What is expected ▸ Locate every line in the records below that contains the word "slab", and copy each of those lines. Case counts.

Pointing and labeling entries

——

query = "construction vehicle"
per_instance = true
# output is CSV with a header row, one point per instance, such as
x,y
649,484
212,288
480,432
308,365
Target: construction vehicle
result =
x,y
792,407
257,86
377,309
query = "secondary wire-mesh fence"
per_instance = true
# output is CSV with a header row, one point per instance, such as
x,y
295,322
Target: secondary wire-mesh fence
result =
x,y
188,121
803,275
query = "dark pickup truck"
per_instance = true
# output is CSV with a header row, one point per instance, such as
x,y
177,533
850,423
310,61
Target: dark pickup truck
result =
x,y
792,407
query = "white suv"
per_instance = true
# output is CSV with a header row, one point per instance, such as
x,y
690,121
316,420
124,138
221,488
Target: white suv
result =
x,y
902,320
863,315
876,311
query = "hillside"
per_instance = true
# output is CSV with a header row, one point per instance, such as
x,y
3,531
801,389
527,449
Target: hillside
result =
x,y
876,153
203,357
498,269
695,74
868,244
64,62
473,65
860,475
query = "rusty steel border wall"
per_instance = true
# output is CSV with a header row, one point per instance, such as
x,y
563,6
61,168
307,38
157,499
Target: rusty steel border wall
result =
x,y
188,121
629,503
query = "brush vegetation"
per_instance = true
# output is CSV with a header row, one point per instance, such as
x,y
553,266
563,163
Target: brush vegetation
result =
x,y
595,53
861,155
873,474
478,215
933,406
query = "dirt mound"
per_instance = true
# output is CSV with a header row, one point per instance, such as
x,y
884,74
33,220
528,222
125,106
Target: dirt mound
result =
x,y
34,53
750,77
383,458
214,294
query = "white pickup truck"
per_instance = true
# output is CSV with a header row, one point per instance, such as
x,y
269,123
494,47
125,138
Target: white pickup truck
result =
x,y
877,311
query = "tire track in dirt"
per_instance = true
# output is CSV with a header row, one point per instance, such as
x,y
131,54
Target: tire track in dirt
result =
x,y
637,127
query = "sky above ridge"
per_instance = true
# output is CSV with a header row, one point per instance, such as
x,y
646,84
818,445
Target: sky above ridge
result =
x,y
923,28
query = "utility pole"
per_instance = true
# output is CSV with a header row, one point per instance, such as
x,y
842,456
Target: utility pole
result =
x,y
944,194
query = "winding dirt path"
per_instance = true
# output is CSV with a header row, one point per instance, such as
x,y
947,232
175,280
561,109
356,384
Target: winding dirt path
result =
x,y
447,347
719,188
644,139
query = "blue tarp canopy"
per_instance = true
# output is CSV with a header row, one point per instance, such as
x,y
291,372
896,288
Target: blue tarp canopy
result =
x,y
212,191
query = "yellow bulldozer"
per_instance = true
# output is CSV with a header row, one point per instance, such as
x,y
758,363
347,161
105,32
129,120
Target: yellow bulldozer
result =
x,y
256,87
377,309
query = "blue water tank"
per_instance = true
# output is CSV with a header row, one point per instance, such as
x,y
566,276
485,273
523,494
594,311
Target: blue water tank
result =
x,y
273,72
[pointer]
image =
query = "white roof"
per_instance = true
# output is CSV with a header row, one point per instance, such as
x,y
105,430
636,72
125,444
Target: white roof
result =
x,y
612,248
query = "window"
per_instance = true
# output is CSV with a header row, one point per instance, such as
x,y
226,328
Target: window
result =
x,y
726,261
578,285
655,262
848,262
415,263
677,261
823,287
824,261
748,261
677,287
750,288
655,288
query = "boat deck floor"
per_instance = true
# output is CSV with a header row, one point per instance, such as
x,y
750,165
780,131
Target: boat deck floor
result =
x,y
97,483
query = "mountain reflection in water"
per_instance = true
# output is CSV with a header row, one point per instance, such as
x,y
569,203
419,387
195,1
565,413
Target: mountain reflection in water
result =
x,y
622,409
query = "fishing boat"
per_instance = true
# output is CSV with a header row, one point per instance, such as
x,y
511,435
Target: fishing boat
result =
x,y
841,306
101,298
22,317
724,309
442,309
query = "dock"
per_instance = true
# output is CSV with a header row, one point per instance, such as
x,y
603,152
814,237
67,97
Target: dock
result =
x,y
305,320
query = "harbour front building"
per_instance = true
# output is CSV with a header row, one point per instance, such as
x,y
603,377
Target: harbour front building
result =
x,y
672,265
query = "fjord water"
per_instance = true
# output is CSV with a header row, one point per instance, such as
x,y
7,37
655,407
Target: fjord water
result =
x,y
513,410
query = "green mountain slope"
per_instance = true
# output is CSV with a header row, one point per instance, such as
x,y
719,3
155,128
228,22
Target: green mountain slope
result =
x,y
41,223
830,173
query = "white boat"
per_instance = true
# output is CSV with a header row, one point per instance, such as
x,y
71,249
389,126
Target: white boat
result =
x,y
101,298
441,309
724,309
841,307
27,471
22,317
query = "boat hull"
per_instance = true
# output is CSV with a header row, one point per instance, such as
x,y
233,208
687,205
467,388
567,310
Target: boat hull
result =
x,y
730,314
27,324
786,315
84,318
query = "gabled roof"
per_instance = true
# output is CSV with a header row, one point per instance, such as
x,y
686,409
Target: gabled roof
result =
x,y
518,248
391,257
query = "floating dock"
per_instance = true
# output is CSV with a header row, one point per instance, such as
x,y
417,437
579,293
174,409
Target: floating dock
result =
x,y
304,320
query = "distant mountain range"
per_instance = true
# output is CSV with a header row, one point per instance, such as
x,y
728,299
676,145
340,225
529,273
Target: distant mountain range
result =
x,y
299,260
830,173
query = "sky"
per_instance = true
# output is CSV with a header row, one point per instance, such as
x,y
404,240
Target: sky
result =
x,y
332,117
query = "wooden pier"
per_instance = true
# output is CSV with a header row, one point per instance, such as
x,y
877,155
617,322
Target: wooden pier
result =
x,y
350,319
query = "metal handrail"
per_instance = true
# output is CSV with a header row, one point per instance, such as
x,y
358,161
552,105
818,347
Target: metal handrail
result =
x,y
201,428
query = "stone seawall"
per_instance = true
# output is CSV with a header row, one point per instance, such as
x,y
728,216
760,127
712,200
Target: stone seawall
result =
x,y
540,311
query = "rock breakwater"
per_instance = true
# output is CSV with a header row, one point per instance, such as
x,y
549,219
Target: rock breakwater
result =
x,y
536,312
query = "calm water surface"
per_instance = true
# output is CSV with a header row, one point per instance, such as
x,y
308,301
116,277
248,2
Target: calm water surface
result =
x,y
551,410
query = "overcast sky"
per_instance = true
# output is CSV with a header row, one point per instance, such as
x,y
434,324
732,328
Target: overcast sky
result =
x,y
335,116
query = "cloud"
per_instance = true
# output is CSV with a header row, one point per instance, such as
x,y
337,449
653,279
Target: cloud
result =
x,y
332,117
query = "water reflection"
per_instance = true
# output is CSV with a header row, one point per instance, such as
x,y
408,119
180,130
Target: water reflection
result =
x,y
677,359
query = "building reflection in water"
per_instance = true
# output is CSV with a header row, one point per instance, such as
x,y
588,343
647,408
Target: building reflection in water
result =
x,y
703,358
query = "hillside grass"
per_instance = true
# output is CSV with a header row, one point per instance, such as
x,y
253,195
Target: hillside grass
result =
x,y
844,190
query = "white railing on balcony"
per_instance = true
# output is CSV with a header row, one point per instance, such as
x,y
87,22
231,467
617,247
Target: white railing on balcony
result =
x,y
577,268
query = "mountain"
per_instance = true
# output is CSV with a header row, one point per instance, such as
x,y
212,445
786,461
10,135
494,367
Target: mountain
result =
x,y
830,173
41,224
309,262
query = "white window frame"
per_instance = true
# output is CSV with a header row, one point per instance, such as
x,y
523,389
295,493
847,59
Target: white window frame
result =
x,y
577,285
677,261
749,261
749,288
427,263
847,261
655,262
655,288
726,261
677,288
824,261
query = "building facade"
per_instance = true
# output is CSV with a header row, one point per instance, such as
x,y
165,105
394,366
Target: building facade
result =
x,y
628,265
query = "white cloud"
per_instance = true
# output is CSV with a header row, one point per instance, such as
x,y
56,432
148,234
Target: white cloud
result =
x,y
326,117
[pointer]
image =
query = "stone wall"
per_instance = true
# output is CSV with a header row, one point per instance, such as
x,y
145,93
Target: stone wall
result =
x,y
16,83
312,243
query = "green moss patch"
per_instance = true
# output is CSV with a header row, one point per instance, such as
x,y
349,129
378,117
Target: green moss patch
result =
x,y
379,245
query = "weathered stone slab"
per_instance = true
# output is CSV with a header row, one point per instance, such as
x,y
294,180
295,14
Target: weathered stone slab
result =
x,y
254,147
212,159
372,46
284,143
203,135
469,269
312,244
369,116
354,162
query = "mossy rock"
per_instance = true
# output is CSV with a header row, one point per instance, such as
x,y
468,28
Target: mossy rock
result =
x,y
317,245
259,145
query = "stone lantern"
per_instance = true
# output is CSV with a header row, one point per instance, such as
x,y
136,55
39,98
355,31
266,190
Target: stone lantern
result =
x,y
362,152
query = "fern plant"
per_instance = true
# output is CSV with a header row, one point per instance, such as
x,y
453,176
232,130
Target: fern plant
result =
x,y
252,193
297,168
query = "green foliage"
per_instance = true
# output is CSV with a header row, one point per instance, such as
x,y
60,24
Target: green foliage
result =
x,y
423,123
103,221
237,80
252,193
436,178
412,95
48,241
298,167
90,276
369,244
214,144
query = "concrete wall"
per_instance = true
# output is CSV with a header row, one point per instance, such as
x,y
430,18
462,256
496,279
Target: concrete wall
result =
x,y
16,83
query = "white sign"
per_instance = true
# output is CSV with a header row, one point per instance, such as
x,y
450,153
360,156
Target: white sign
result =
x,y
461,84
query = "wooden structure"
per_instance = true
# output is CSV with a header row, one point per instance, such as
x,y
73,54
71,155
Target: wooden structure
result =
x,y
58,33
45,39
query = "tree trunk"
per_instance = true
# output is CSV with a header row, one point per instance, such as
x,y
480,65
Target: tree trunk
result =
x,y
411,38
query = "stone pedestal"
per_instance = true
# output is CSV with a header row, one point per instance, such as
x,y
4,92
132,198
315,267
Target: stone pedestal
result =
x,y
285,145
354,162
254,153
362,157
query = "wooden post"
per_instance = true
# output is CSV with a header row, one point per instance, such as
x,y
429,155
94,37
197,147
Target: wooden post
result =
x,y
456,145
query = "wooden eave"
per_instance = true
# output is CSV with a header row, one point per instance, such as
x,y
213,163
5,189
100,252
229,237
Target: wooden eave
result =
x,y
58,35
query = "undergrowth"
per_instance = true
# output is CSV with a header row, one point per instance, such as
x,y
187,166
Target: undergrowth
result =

——

Solution for this task ▸
query = "weathered stone slab"
Target: weathered stone slab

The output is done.